→ Work required
Set down every line of the following material unchanged.

○ ○ ○ ○ ○ ○ ○

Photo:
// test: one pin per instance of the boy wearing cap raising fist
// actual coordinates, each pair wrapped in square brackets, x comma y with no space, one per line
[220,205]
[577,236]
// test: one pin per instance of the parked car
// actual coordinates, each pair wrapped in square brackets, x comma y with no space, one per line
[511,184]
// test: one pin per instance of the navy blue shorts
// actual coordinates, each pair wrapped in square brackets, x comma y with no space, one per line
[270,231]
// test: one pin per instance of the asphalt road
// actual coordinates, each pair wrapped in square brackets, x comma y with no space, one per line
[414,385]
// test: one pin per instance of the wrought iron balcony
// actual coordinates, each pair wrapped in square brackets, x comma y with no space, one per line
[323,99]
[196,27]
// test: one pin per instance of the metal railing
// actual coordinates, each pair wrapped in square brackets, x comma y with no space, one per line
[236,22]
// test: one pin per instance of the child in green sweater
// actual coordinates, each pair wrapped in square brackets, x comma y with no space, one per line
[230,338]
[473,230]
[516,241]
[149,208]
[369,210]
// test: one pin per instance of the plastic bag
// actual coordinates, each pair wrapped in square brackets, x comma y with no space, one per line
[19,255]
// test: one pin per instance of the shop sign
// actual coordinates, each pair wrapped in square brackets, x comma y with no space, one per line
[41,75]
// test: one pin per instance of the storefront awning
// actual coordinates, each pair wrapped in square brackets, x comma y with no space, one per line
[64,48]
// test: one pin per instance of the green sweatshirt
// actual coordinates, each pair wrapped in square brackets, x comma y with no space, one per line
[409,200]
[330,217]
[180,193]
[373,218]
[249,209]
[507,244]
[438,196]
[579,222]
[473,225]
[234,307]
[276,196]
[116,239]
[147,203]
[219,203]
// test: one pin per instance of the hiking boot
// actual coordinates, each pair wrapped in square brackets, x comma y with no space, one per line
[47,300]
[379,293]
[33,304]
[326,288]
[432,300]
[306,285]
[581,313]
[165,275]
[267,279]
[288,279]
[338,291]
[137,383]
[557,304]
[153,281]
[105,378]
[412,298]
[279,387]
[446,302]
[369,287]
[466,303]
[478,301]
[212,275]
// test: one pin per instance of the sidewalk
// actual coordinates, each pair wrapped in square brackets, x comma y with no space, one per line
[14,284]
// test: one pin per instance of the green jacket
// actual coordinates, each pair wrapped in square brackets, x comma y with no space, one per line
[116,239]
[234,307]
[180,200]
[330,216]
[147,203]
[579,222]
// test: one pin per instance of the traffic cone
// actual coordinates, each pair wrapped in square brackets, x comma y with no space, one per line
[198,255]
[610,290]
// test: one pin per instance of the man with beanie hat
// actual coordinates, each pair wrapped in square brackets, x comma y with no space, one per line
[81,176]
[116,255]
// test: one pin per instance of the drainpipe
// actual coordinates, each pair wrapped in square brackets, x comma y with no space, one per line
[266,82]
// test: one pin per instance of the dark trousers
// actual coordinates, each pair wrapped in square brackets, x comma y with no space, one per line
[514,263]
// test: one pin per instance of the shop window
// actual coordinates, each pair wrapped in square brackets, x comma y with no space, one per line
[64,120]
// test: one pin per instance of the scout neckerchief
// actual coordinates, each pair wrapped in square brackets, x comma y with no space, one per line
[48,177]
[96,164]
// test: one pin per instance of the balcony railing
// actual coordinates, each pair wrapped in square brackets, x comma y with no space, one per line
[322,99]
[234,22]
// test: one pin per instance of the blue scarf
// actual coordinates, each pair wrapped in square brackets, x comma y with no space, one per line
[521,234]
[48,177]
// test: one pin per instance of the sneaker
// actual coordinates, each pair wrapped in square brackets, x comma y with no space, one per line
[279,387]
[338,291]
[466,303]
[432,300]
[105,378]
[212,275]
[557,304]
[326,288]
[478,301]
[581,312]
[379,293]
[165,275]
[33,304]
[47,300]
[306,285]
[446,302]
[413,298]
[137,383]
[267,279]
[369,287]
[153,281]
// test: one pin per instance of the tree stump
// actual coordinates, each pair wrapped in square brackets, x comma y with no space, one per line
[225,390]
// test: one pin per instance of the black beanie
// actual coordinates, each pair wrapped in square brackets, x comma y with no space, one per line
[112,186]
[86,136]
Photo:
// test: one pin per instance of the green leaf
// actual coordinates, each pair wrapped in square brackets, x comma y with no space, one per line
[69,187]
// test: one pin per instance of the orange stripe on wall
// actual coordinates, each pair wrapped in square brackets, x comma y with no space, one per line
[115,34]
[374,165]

○ ○ ○ ○ ○ ○ ○

→ Answer to the task
Photo:
// test: one pin per instance of the boy wearing cap raising fist
// actual coordinates, each pair wrapped in square brackets, x comma y with no space, one per line
[220,205]
[577,236]
// test: one pin per instance of the parked car
// actual coordinates, each pair wrapped in square brackets, x comma y with no space, one per line
[511,184]
// test: one pin per instance of the navy blue shorts
// actual coordinates, each pair wrapped in square brackets, x comma y with no space, one per line
[270,231]
// test: one pin per instance of the asphalt road
// actual coordinates, each pair wrapped in square brackets, x comma y with no space, one per line
[414,385]
// test: one pin per instance of the wrought iron balcony
// actual coordinates, each pair wrapped in square brackets, x comma y with no space, one per line
[323,99]
[196,27]
// test: one pin per instance of the metal railing
// actual coordinates, each pair wrapped in square brackets, x comma y with no space, one per line
[236,22]
// test: one pin per instance of the child in green sweater
// actual coordinates, each pair wrapped in square brackets, x comma y with no space, one per line
[230,338]
[473,230]
[516,241]
[149,208]
[369,210]
// test: one pin per instance of the plastic bag
// actual coordinates, each pair wrapped in square brackets, x comma y with no space, one per line
[19,255]
// test: one pin per instance of the shop sign
// actual coordinates, each pair wrapped in square brackets, x comma y with no space, one per line
[41,75]
// test: one pin per instance of the storefront awning
// actual coordinates, each pair wrapped in square brackets, x comma y with no space, one per line
[64,48]
// test: one pin per instance of the green sweatshirt
// actual coordinates, each pair wrapped in square brackets, x comma y with no space, one per line
[409,200]
[330,217]
[180,193]
[373,218]
[249,209]
[507,244]
[438,196]
[579,222]
[473,225]
[234,307]
[276,196]
[116,239]
[147,203]
[219,203]
// test: one pin per instance of the hiking boot
// actual coordinates, each pair wrapped in square brackets, x comma y with no space, one per line
[47,300]
[379,293]
[33,304]
[326,288]
[432,300]
[306,285]
[581,313]
[165,275]
[267,279]
[288,279]
[338,291]
[137,383]
[557,304]
[153,281]
[105,378]
[412,298]
[279,387]
[446,302]
[369,287]
[466,303]
[478,301]
[212,275]
// test: one pin per instance of the sidewalk
// actual coordinates, each pair wrapped in square brackets, x comma y with no space, one per line
[14,284]
// test: one pin per instance of the green jacket
// actual coordinates, each pair wrapped in square brackets, x comma y with no space, one per line
[116,239]
[234,307]
[180,200]
[330,216]
[147,203]
[579,222]
// test: one pin per instance of the traffic cone
// actual coordinates, each pair wrapped in square brackets, x comma y with no space, one per line
[198,255]
[610,290]
// test: one pin per instance of the man with beanie hat
// actual coordinates, each pair wrapped in square brackets, x comma y with no space, one per line
[81,176]
[116,255]
// test: one pin per instance of the drainpipe
// actual coordinates, each pair wrapped in square brackets, x comma y with no space, one per line
[266,82]
// test: one pin per instance of the dark trousers
// actual coordinates, each pair wrapped in square brackets, x comma y with no space, one per line
[514,263]
// test: one pin per instance of the shop window
// actual coordinates, each pair wrapped in square brackets, x comma y with no space, one per line
[64,120]
// test: one pin per instance of the scout neckerchief
// actual coordinates, each pair wrapped in square brackets, x comma y with no space, one per line
[48,177]
[96,164]
// test: one pin per instance of the balcony railing
// actual coordinates, each pair wrapped in square brackets, x comma y with no space, one per line
[322,99]
[234,22]
// test: one pin per instance of the blue scarf
// actual coordinates, each pair wrapped in square brackets, x comma y with no space, one per line
[521,234]
[48,177]
// test: one pin per instance of the sneaker
// actual coordinates, each pair wrapped in square brackets, x comma y with no space, one per line
[279,387]
[338,291]
[466,303]
[432,300]
[105,378]
[212,275]
[557,304]
[326,288]
[478,301]
[581,312]
[379,293]
[165,275]
[33,304]
[47,300]
[306,285]
[446,302]
[413,298]
[137,383]
[267,279]
[369,287]
[153,281]
// test: one pin per instance of the tree stump
// actual coordinates, each pair wrapped in square brackets, x comma y with no space, one per line
[225,390]
// test: one pin per instance of the black beanie
// actual coordinates, each pair wrapped in square brackets, x comma y with no space, one per line
[112,186]
[86,136]
Photo:
// test: one pin per instance of the green leaf
// actual coordinates, each pair wrapped in square brackets, x comma y with no space, one per line
[69,187]
// test: one pin per instance of the orange stripe on wall
// actual coordinates, each pair wrapped in square brackets, x comma y with no space, one per line
[115,34]
[374,165]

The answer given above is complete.